• [STATED PROBLEM]
Can you carry on the piece about the Scoob! director interview, picking up right after its last sentence?

====== SELECTION ======

A Very Nerdy Discussion With ‘Scoob’ Director Tony Cervone About His New Film And The History Of Scooby-Doo

As I admitted to Scoob! director Tony Cervone, I was a little skeptical of Scoob!. Primarily because of the title, because it had an air of Poochie in it. Like it was trying to be “cool.” Of course, I tried to say this to Cervone in a diplomatic way – especially since I wound up liking the movie – without bringing up the name “Poochie.” Of course, as soon as I ask this, Cervone was quick to call me out, “You mean it in a Poochie kind of way?”

Yes, there’s an origin story in Scoob! where all the characters are kids, but this only takes up maybe the first 15 minutes of the film before Scoob! transitions with a very clever montage of adventures, which is almost a shot-for-shot remake of the original Scooby-Doo, Where Are You? opening credits and theme song. Which is something that many adults will see and it’s impossible for it not to tug at our nostalgia sensors.

Cervone, who has been in animation long enough to have seen it all at this point, is obviously a pretty big Hanna-Barbera nerd and has a million stories. And here, he does share a few of those. Including one about how the assassination of Robert Kennedy led to the cancellation of cartoons that were deemed violent – which put Hanna-Barbera in a position of having to come up with a whole slate of new characters almost instantly. And, yes, one of them was Scooby-Doo.

====== RAW DATA ======

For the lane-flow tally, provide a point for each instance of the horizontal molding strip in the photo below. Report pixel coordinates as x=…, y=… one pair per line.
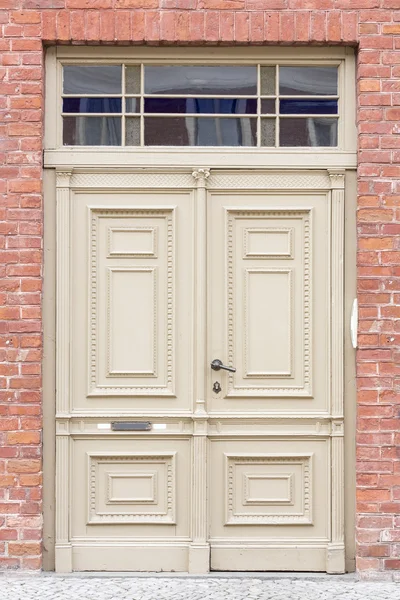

======

• [ANSWER TO THE EXERCISE]
I wasn’t sure what to expect because with the title — I thought this was going to be a different take. But then the movie won me over early when you recreated the opening sequence from Scooby-Doo, Where Are You?.

Well, good. I’m glad that you’re responding to that, because recreating the Scooby-Doo, Where Are You? main title really kind of happened late in the game.

That’s surprising.

Actually, the decision to do it took a long time, and then we finally did it at the end – so late in the game that we were like there’s a whole bunch of sets that don’t exist anywhere else in the movie. There’s all of a sudden all those extra characters to create! And we’re like, can we do this? Really, the folks at Reel Effects, who did the animation, they were like, we want to do this. We will figure it out. That sequence is a lot of smoke and mirrors. We only created everything we absolutely needed. Like the spooky space kook can’t animate very much. You could animate only enough for what you’re seeing for like 12 frames.

It seems so natural that’s in there that I would have never guessed that that was a late addition.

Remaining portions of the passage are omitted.